= Instructions =
1 > From the shale gas passage, list every group that is said to commonly equate large shale gas resource levels, production and reserve growth with commercial success.
2 > Extend the shale gas passage by writing what comes after its final sentence.
## begin Reading text
Type curves that are commonly used to support strong hyperbolic flattening are misleading because they incorporate survivorship bias and rate increases from re-stimulations that require additional capital investment. Comparison of individual and group decline-curve analysis indicates that group or type-curve methods substantially over-estimate recoverable reserves.

Results to date in the Haynesville Shale play are disappointing, and will substantially underperform industry claims. In fact, it is difficult to understand how companies justify 125 rigs drilling in a play that has not yet demonstrated commercial viability at present reserve projections until gas prices exceed $8.68 per mmBu.

Production Volume and Reserve Growth vs. Profitability

Analysts, government agencies, academics and media pundits commonly equate large shale gas resource levels, production and reserve growth with commercial success. We do not dispute the impressive growth of shale gas resources, reserves or production. Examination of the balance sheets of the leading companies involved in shale gas development, however, reveals limited earnings or profit. We must ask the proponents of shale gas success to explain this fundamental discrepancy.

Some argue that price explains poor business results. First of all, whose fault is it that gas was over-produced to the point that prices were depressed other than the same companies that analysts praise for the shale gas revolution? Secondly, realized prices (the prices that results from hedging production volumes in advance of sales) over the past 5 or so years have never been higher because of high spot prices through mid-2008 and favorable hedge positions for much of the following period. This means that low prices cannot be blamed for lack of business success. The simple truth is that shale gas ventures are costly and profits are marginal at best.

Three decades of natural gas extraction from tight sandstone and coal-bed methane show that profits are marginal in low permeability reservoirs. Shale reservoirs have orders of magnitude lower reservoir permeability than tight sandstone and coal-bed methane. So why do smart analysts blindly accept that commercial results in shale plays should be different? The simple answer is found in high initial production rates. Unfortunately, these high initial rates are made up for by shorter lifespan wells and additional costs associated with well re-stimulation. Those who expect the long-term unit cost of shale gas to be less than that of other unconventional gas resources will be disappointed.

Entry of Major Oil Companies Into Shale Plays

Another common theme among shale advocates is that the entry of major oil companies into some of these plays proves that they are commercially viable. There are as many reasons for big companies to enter shale gas plays as there are big companies but the most obvious reason is reserves.

Reserve replacement has been a challenge for major oil companies for at least the last decade as opportunities in the international arena have contracted. North American shale gas plays offer a temporary solution. Whether big companies can find operational and technological ways to make these plays commercial is another question but, for the short term, shale plays provide a means to add reserves.
## end Reading text
## begin Information provided
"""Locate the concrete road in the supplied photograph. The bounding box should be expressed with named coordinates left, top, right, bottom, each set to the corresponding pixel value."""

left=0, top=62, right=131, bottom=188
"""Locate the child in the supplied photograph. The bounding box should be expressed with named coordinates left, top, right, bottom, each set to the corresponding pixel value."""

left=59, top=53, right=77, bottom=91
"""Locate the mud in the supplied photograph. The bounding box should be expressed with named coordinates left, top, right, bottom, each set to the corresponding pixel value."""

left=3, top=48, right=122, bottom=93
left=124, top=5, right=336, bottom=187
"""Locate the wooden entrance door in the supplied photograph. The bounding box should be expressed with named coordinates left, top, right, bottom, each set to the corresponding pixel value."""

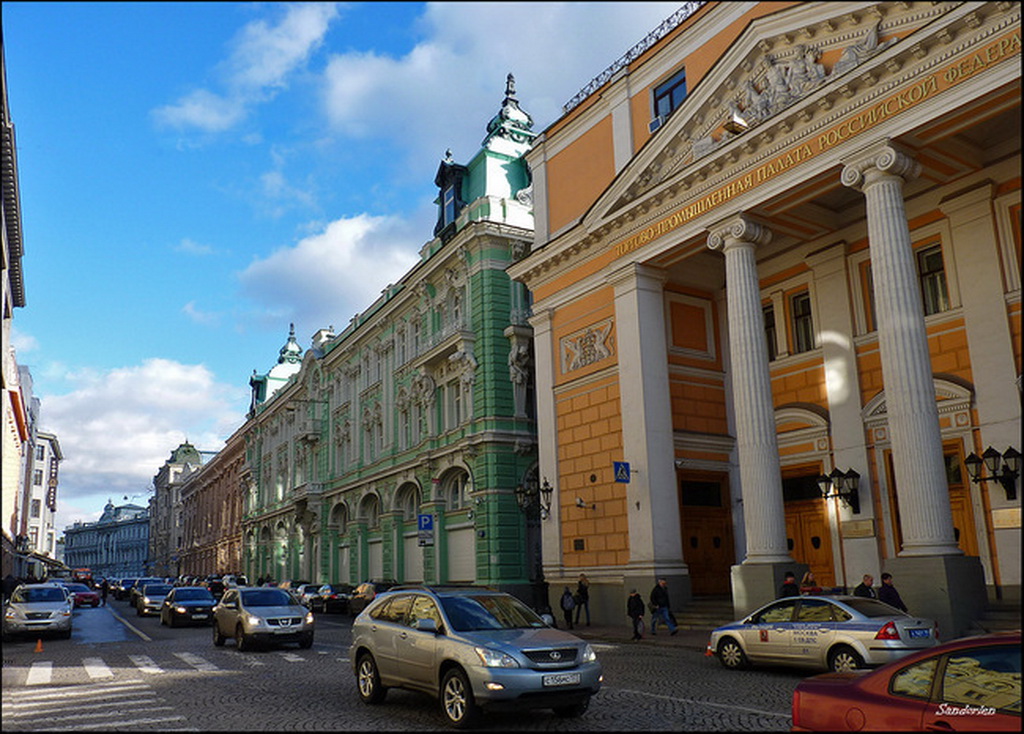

left=679, top=472, right=736, bottom=596
left=785, top=498, right=836, bottom=589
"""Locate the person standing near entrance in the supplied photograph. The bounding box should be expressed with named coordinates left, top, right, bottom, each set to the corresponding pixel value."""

left=853, top=573, right=879, bottom=599
left=650, top=578, right=679, bottom=637
left=574, top=573, right=590, bottom=627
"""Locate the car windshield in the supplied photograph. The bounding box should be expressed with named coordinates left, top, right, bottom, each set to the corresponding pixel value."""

left=12, top=587, right=65, bottom=604
left=174, top=589, right=213, bottom=602
left=843, top=598, right=909, bottom=616
left=242, top=589, right=292, bottom=607
left=441, top=594, right=547, bottom=632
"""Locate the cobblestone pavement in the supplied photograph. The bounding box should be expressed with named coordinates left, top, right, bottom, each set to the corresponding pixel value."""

left=3, top=610, right=807, bottom=731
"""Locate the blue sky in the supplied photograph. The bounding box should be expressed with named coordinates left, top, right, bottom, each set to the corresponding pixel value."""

left=3, top=2, right=679, bottom=529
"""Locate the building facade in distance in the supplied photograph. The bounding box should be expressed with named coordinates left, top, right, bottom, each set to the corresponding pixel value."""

left=510, top=2, right=1021, bottom=635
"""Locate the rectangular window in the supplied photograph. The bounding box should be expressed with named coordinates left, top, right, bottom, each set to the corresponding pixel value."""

left=918, top=245, right=949, bottom=316
left=653, top=69, right=686, bottom=118
left=764, top=305, right=778, bottom=361
left=790, top=293, right=814, bottom=354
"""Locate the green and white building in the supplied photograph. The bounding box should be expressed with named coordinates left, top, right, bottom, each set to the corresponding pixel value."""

left=243, top=75, right=543, bottom=604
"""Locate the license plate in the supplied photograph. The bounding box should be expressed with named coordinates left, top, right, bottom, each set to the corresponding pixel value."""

left=544, top=673, right=580, bottom=686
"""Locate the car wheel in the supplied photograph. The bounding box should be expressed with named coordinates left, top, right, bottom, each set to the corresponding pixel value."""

left=552, top=696, right=590, bottom=719
left=234, top=624, right=253, bottom=652
left=718, top=637, right=750, bottom=671
left=355, top=652, right=387, bottom=703
left=828, top=645, right=864, bottom=673
left=441, top=667, right=477, bottom=729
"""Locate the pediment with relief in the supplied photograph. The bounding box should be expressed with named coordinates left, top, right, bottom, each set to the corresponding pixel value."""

left=587, top=2, right=950, bottom=223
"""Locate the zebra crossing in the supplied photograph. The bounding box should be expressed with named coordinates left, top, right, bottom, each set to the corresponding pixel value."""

left=2, top=651, right=331, bottom=732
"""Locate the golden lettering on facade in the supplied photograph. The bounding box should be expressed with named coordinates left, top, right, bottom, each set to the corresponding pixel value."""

left=614, top=31, right=1021, bottom=257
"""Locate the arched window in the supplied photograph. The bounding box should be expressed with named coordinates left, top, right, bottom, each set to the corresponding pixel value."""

left=441, top=469, right=469, bottom=512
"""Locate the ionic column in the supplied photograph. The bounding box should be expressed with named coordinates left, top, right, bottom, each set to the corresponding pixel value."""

left=708, top=215, right=793, bottom=564
left=842, top=140, right=962, bottom=556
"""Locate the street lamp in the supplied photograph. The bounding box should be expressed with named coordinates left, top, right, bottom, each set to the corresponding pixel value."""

left=964, top=446, right=1021, bottom=501
left=515, top=477, right=553, bottom=520
left=818, top=467, right=860, bottom=515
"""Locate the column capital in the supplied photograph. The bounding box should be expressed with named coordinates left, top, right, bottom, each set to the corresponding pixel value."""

left=841, top=138, right=921, bottom=190
left=708, top=214, right=772, bottom=252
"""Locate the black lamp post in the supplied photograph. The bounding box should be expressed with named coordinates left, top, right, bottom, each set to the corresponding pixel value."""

left=818, top=467, right=860, bottom=515
left=964, top=446, right=1021, bottom=501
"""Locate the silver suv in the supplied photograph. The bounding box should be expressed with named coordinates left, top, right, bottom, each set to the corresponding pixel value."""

left=349, top=587, right=603, bottom=728
left=213, top=587, right=313, bottom=650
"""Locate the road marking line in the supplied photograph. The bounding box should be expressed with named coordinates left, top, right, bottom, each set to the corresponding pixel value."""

left=25, top=662, right=53, bottom=686
left=128, top=655, right=164, bottom=674
left=605, top=686, right=792, bottom=719
left=174, top=652, right=220, bottom=673
left=82, top=657, right=114, bottom=680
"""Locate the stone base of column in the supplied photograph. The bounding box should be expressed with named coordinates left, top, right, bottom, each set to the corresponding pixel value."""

left=732, top=561, right=810, bottom=619
left=618, top=569, right=693, bottom=623
left=876, top=556, right=988, bottom=640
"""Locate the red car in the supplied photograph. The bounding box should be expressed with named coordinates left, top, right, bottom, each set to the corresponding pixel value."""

left=65, top=584, right=99, bottom=607
left=793, top=631, right=1021, bottom=732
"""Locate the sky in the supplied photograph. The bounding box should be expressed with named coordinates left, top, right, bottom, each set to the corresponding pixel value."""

left=2, top=1, right=680, bottom=532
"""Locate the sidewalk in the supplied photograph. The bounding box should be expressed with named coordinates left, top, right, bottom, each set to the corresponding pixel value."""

left=558, top=620, right=711, bottom=654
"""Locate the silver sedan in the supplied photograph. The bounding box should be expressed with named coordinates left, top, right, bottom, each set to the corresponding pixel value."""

left=706, top=596, right=939, bottom=672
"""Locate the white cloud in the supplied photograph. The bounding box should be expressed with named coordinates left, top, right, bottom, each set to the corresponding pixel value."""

left=239, top=214, right=423, bottom=334
left=40, top=358, right=245, bottom=529
left=153, top=3, right=338, bottom=133
left=324, top=2, right=679, bottom=176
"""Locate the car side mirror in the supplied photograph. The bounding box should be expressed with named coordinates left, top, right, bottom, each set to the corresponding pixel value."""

left=415, top=618, right=437, bottom=635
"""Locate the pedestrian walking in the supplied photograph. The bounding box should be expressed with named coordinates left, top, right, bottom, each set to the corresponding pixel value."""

left=561, top=587, right=575, bottom=630
left=879, top=573, right=906, bottom=611
left=853, top=573, right=879, bottom=599
left=778, top=571, right=800, bottom=599
left=650, top=578, right=679, bottom=637
left=626, top=589, right=644, bottom=640
left=575, top=573, right=590, bottom=627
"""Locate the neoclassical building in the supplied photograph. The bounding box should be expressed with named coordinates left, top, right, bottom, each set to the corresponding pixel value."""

left=509, top=2, right=1021, bottom=634
left=63, top=501, right=150, bottom=578
left=242, top=75, right=540, bottom=596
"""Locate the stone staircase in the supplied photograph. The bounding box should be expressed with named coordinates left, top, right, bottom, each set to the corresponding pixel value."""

left=673, top=595, right=736, bottom=630
left=970, top=599, right=1021, bottom=635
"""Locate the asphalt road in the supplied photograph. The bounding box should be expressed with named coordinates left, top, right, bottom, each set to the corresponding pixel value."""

left=3, top=600, right=809, bottom=732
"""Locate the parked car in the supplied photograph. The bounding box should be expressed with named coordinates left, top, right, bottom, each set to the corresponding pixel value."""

left=292, top=584, right=324, bottom=607
left=213, top=587, right=313, bottom=650
left=160, top=587, right=217, bottom=627
left=3, top=584, right=74, bottom=640
left=793, top=631, right=1021, bottom=731
left=135, top=584, right=174, bottom=616
left=128, top=576, right=164, bottom=609
left=707, top=596, right=939, bottom=671
left=349, top=587, right=603, bottom=728
left=63, top=584, right=99, bottom=607
left=309, top=584, right=355, bottom=614
left=348, top=578, right=398, bottom=616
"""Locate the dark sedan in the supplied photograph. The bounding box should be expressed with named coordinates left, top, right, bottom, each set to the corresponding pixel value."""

left=793, top=631, right=1021, bottom=731
left=160, top=587, right=217, bottom=627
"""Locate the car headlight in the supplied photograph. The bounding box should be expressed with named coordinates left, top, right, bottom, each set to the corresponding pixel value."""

left=473, top=647, right=519, bottom=667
## end Information provided
= Responses to the exercise =
1 > Analysts, government agencies, academics, media pundits

2 >
The notion that investment by large companies proves commercial success is disproved by recent history. We have to look no further corn ethanol and other biofuel companies where optimistic claims of profitability are now seen to be unfounded. This is even with government mandated use, major subsidies, and import tariffs to protect domestic producers from competition. An excellent discussion of the details of this situation by Robert Rapier can be found here.

Evaluation of Shale Gas Well Performance

Our analysis of shale gas well decline trends indicates that the estimated ultimate recovery (EUR) per well is approximately one-half of the values commonly presented by operators. The average EUR per well for the most active operators is 1.3 Bcf in the Barnett, 1.1 Bcf in the Fayetteville, and 3.0 Bcf in the Haynesville shale gas plays.

The primary difference between our analysis and the typical well profile proposed by operators is that we observe predominantly exponential (weak to moderate hyperbolic) decline in most of the individual well decline trends, rather than steadily flattening hyperbolic decline. For the Barnett and Fayetteville shale plays, we identify a two-stage exponential decline based on decline curve analysis (DCA) of individual wells; for the Haynesville Shale we observe predominantly exponential decline for individual wells.

Two-stage exponential decline is characterized by an initial ten- to fifteen-month period of steep decline followed by a stable, shallower rate of decline that continues up to the present life of wells (commonly for four or more years to date in the Barnett Shale). Our emphasis is on matching the relatively stable, shallower stage (Exhibit 1) because that is the portion of the decline history that best predicts future performance.

In contrast, most producers and industry analysts match the entire production history with a hyperbolic profile with resulting hyperbolic curvature, or “b”, exponents of more than 1.0 (Exhibit 2). This invariably results in a much higher EUR and longer well life because the decline rate progressively flattens beyond production history to very low terminal decline rates of a few percent.

We do not believe that it is appropriate to model the steep initial portion of the decline profile because it is not predictive of future behavior and is already accounted for in the cumulative production portion of the DCA (DCA is really about remaining reserves, after all).

Technical papers are mixed, but several peer-reviewed articles (see appendix) provide specific warnings against use of hyperbolic coefficients greater than 1.0, and specifically caution against including the initial steep transient decline rate in the matching process.

Aggregate production profiles for the Barnett, Fayetteville and Haynesville plays can be matched closely using the average well EUR presented in this study, providing an independent verification of these results. These points will be explained in more detail in subsequent sections including examples from different shale plays and operators.

Well Performance Evaluation Methodology

In this study, only horizontal wells were evaluated. With current technology and performance data, decline curve analysis (DCA) is the preferred technical approach to determine EUR for this analysis, supported by substantial empirical calibration from production histories for thousands of horizontal completions in the Barnett, Fayetteville and Haynesville shale plays. Other techniques such as volumetric calculations and reservoir simulation are limited by uncertainty and lack of calibration of recovery efficiency in the complex interaction between fracture stimulations, natural fractures and joints and shale matrix.

Investor presentations provided by operating companies typically show a group average composite curve normalized to the first month of production, combining well histories of varying duration. Our analysis indicates that this approach can be misleading, mainly because of survivorship bias (the increasing influence on the average over time by the survival of fewer and better performing wells) in the data but also by the inclusion of rate increases from re-stimulations that require additional capital investment. The older data points are representative of a much smaller sampling of wells.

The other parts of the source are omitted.